- [Short problem 1]: Using the text on presidential transitions, decide whether each statement below is supported: (a) Reince Priebus issued the "Regulatory Freeze Pending Review" memorandum on inauguration day; (b) the transition from Jimmy Carter to Ronald Reagan is named as one in which these customs occurred; (c) the peaceful transfer of power is described as free of controversy. Answer yes or no for each, quoting the words of the text that settle it.

When most Americans think about the traditions of presidential transitions, they recall the oath of office, the prior president and family leaving the White House, the inaugural parade, the balls with their beautiful gowns and sharp tuxedos, and more. What they more than likely don’t think about, much less even know about, are other happenings in the White House and in the agencies that run our government. While the peaceful transfer of power is a hallmark of the American political system, it is not without controversy, particularly where the outgoing president is a member of a different political party with remarkably different political views than the incoming commander in chief.
The less publicized traditions of passing the mantle of power include the White House chief of staff’s memo directing review of actions taken in the waning days of the prior administration, or midnight rules, and a slew of executive orders laying out for the new political appointees and career staff at a host of agencies the new administration’s priorities. These customs — now entrenched in the modern era — occurred in the transition from Presidents Jimmy Carter to Ronald Reagan, George H.W. Bush to Bill Clinton, Clinton to George W. Bush, and Bush to Barack Obama. The transition from Obama to President Donald Trump was no different. Then-Chief of Staff Reince Priebus issued the obligatory “Regulatory Freeze Pending Review” memorandum on inauguration day, and the president signed several executive orders on a range of environmental (and other) issues in rapid succession thereafter, promising improved infrastructure environmental permitting, rollback of wasteful regulations, and more. In other words, he was sending a message that change was coming — and soon.

- [Short problem 2]: Count the lines in the records that contain the string "penguin", and give only the number.

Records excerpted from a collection
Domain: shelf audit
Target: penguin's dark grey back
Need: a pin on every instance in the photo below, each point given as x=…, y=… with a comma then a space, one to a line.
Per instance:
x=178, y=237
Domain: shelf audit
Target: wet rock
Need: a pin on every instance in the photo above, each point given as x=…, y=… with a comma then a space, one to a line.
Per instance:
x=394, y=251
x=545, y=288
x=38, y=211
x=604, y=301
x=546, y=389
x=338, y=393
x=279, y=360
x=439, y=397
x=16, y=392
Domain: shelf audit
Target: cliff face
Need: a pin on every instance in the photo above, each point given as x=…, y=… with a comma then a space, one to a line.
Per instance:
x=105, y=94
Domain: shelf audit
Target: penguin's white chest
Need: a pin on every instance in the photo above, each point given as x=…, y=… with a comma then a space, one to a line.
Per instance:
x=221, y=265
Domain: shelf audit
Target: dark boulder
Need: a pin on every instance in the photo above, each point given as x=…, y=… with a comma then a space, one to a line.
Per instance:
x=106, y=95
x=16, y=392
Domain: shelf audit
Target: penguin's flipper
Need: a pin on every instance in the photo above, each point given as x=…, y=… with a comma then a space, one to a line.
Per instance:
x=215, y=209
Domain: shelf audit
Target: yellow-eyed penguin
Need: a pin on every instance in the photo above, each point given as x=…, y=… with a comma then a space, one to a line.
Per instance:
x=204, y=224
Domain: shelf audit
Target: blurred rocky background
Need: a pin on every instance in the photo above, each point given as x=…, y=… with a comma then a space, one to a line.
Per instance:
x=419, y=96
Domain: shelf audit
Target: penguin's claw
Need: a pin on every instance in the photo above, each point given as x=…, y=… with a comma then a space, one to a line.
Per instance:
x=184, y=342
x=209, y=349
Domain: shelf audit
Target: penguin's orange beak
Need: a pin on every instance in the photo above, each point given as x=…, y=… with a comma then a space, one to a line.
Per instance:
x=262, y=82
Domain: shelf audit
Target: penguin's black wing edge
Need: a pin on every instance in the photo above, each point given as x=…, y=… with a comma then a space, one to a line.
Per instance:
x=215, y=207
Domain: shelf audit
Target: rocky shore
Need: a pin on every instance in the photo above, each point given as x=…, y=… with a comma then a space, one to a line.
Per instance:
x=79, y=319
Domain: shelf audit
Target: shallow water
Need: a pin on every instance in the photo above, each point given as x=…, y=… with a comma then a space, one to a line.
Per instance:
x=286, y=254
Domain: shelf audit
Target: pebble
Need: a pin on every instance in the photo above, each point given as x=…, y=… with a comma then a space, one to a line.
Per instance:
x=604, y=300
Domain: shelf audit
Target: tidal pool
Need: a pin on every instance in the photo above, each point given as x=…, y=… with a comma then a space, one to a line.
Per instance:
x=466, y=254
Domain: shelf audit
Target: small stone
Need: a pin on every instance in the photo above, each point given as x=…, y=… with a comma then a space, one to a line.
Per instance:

- [Worked answer 1]:
(a) Yes: "Then-Chief of Staff Reince Priebus issued the obligatory “Regulatory Freeze Pending Review” memorandum on inauguration day"
(b) Yes: "These customs — now entrenched in the modern era — occurred in the transition from Presidents Jimmy Carter to Ronald Reagan"
(c) No: "it is not without controversy"

- [Worked answer 2]: 7